◆ What you have to do: Count the lines in the material below that contain the string "flower". Reply with the number alone.

◆ Raw records:
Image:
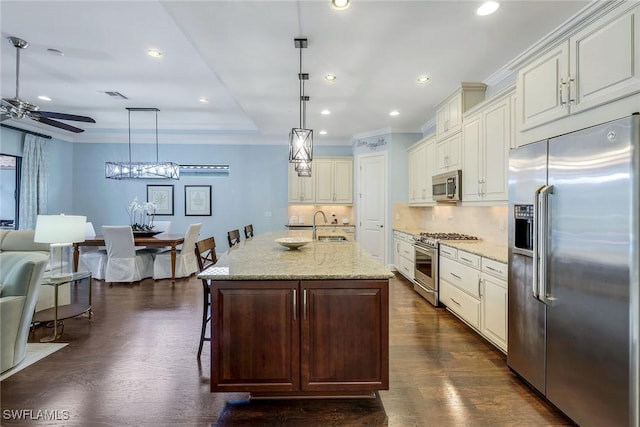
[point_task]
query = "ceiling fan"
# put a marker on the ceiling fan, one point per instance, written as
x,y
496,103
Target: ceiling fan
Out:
x,y
16,108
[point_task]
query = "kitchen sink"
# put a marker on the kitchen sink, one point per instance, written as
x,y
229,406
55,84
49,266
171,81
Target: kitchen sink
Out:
x,y
332,238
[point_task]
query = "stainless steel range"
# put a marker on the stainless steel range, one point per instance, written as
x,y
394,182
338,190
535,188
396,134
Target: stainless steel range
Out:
x,y
426,247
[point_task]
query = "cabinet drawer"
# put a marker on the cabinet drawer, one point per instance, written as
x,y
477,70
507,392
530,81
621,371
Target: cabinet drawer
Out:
x,y
467,307
465,278
495,268
449,252
406,250
469,259
406,267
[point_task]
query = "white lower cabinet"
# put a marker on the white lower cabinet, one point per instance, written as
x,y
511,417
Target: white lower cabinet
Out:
x,y
404,254
494,310
474,288
462,304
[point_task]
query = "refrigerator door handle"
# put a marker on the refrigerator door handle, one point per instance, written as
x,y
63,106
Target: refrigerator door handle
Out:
x,y
543,238
536,252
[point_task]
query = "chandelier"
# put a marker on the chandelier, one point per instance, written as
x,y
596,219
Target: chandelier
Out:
x,y
142,170
300,138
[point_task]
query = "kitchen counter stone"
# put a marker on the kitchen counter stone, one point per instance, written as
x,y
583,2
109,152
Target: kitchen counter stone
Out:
x,y
261,258
494,251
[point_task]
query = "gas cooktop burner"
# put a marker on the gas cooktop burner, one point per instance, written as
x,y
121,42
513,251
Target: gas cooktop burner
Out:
x,y
432,239
447,236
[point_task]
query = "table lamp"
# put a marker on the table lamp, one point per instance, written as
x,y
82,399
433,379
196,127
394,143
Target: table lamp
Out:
x,y
61,231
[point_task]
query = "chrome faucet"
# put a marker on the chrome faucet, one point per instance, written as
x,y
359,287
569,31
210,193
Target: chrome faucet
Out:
x,y
313,236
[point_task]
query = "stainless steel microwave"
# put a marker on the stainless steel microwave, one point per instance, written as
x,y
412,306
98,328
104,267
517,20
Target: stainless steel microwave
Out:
x,y
447,187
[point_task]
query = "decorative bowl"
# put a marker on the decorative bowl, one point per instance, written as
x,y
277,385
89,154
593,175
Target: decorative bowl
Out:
x,y
293,242
145,233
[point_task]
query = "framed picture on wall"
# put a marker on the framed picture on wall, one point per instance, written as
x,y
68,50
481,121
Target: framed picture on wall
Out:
x,y
197,200
162,196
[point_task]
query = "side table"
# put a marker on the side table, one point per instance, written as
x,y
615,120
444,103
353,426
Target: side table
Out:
x,y
58,312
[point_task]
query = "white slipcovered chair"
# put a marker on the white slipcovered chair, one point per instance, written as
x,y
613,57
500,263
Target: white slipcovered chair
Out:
x,y
92,258
165,227
124,263
186,262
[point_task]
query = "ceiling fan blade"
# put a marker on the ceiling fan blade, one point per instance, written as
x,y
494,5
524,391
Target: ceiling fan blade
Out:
x,y
62,116
54,123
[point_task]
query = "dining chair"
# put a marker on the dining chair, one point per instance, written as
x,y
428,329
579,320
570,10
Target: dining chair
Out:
x,y
206,256
164,226
233,237
92,258
124,263
186,263
248,231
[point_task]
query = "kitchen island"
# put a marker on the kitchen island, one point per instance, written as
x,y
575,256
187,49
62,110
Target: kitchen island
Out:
x,y
312,321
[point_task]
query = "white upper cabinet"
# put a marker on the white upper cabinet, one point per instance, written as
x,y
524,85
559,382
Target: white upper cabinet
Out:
x,y
301,189
447,153
487,138
421,169
540,88
605,60
334,180
449,112
598,64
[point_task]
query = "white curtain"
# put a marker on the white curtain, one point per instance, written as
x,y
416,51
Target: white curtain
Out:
x,y
33,181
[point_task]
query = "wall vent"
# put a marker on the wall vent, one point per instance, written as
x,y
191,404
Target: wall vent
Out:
x,y
115,94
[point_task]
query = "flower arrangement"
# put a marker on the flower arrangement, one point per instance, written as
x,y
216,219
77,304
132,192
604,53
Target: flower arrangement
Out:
x,y
141,215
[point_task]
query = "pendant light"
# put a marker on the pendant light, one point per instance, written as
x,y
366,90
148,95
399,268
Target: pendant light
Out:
x,y
300,138
142,170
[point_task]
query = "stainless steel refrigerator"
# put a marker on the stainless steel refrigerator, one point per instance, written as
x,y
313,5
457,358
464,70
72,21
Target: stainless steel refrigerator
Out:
x,y
573,214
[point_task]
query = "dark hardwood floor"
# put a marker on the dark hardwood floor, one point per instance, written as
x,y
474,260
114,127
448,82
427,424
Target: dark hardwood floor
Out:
x,y
134,364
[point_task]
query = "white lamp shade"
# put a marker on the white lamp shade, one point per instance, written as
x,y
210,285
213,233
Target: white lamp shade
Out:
x,y
60,229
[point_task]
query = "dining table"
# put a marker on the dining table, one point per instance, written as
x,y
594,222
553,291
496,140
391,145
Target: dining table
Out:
x,y
160,240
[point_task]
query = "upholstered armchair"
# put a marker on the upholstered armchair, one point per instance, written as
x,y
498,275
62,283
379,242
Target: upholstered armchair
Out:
x,y
20,276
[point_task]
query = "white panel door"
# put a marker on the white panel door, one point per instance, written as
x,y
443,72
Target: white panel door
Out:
x,y
371,208
497,134
471,158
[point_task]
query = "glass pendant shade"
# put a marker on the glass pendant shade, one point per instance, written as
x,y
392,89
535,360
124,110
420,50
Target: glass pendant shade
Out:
x,y
303,168
300,145
142,170
137,170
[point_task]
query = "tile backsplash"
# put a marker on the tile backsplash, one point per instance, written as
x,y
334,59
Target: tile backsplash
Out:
x,y
487,222
304,213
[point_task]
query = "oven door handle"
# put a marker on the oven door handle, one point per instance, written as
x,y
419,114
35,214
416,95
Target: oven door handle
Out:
x,y
451,184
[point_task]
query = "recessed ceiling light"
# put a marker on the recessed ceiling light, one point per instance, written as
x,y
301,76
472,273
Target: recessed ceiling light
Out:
x,y
340,4
488,8
154,53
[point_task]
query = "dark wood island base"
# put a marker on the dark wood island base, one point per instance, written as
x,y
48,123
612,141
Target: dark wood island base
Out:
x,y
300,338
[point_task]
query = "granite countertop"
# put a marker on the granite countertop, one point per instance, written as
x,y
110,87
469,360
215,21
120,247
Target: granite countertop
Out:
x,y
494,251
412,231
318,225
261,258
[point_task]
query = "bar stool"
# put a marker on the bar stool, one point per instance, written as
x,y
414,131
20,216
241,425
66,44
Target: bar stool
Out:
x,y
233,237
206,257
248,231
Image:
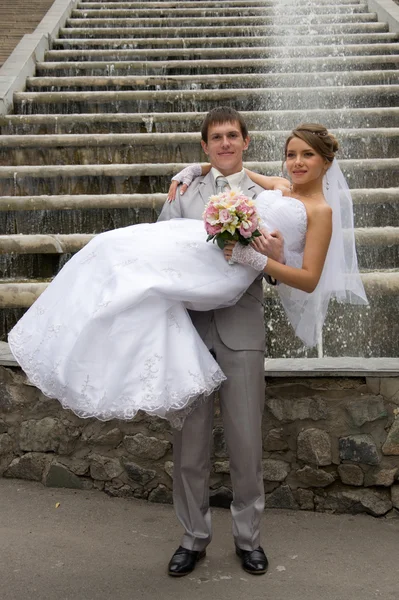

◆ Worked solution: 3